BEGIN SELECTED TEXT
Christine Helliwell (2021), Semut: The Untold Story of a Secret Australian Operation in WWII Borneo, Penguin.
A remarkable new book about Operation Semut, an Australian secret military operation launched by the organisation popularly known as Z Special Unit in the final months of WWII.
March 1945. A handful of young Allied operatives are parachuted into the remote jungled heart of the Japanese-occupied island of Borneo, east of Singapore, there to recruit the island’s indigenous Dayak peoples to fight the Japanese. Yet most have barely encountered Asian or indigenous people before, speak next to no Borneo languages, and know little about Dayaks, other than that they have been – and may still be – headhunters. They fear that on arrival the Dayaks will kill them or hand them over to the Japanese. For their part, some Dayaks have never before seen a white face.
So begins the story of Operation Semut, an Australian secret operation launched by the organisation codenamed Services Reconnaisance Department – popularly known as Z Special Unit – in the final months of WWII. Anthropologist Christine Helliwell has called on her years of first-hand knowledge of Borneo, interviewed more than one hundred Dayak people and all the remaining Semut operatives, and consulted thousands of military and other documents to piece together this astonishing story. Focusing on the operation’s activities along two of Borneo’s great rivers – the Baram and Rejang – the book provides a detailed military history of Semut II’s and Semut III’s brutal guerrilla campaign against the Japanese, and reveals the decisive but long-overlooked Dayak role in the operation.
END SELECTED TEXT
YOUR OBJECTIVE >> Transcribe the part of the book description starting with "Christine Helliwell (2021), Semut: The" and going on through "a white face.", keeping every word and punctuation mark unchanged.
BEGIN INFORMATION PROVIDED
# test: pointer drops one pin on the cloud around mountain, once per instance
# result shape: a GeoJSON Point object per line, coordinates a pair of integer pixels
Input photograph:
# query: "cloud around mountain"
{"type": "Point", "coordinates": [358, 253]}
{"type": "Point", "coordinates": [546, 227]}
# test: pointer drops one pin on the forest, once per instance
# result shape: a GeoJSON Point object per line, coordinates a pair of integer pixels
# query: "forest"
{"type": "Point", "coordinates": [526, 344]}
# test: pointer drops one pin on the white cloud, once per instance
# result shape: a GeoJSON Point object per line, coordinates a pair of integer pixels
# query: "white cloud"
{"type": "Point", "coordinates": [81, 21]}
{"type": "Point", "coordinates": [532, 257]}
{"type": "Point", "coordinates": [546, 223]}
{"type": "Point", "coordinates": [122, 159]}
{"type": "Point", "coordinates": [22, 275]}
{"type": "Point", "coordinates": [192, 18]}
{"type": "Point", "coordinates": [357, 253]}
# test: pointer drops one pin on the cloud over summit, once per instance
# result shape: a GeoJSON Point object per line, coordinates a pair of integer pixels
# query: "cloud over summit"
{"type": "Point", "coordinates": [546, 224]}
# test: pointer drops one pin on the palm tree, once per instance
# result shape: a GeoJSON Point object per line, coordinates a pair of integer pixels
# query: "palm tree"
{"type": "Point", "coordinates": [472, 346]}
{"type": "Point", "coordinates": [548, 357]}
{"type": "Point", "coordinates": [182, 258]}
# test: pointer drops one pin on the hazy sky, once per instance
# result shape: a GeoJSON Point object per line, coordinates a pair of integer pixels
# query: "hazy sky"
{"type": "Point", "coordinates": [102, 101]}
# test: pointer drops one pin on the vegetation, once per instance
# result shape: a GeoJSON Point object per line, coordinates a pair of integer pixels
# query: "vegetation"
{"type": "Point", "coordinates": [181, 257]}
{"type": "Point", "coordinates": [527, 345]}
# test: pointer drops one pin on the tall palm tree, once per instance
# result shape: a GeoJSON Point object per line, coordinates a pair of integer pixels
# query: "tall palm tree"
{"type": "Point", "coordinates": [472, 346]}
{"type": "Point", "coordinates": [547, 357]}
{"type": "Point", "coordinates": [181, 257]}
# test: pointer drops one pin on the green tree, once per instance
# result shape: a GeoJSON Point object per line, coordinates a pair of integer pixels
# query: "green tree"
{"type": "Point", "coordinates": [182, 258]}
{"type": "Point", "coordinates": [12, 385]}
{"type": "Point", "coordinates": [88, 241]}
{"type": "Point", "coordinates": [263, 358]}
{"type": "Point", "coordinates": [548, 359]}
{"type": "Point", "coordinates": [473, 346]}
END INFORMATION PROVIDED
YOUR RESPONSE >>
Christine Helliwell (2021), Semut: The Untold Story of a Secret Australian Operation in WWII Borneo, Penguin.
A remarkable new book about Operation Semut, an Australian secret military operation launched by the organisation popularly known as Z Special Unit in the final months of WWII.
March 1945. A handful of young Allied operatives are parachuted into the remote jungled heart of the Japanese-occupied island of Borneo, east of Singapore, there to recruit the island’s indigenous Dayak peoples to fight the Japanese. Yet most have barely encountered Asian or indigenous people before, speak next to no Borneo languages, and know little about Dayaks, other than that they have been – and may still be – headhunters. They fear that on arrival the Dayaks will kill them or hand them over to the Japanese. For their part, some Dayaks have never before seen a white face.